>> BEGIN Information supplied

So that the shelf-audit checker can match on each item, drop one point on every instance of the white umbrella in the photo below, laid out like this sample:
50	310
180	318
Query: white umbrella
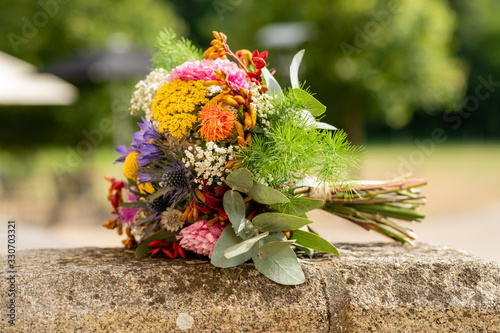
21	84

>> END Information supplied

§ The exercise: Repeat every row above with its request, and add 135 to each x and y coordinate in the answer points. Keep the numbers in the requests and their layout samples as they are, and leave out the pictures.

§ Written solution:
So that the shelf-audit checker can match on each item, drop one point on every instance of the white umbrella in the photo below, laid out like this sample:
50	310
180	318
Query: white umbrella
156	219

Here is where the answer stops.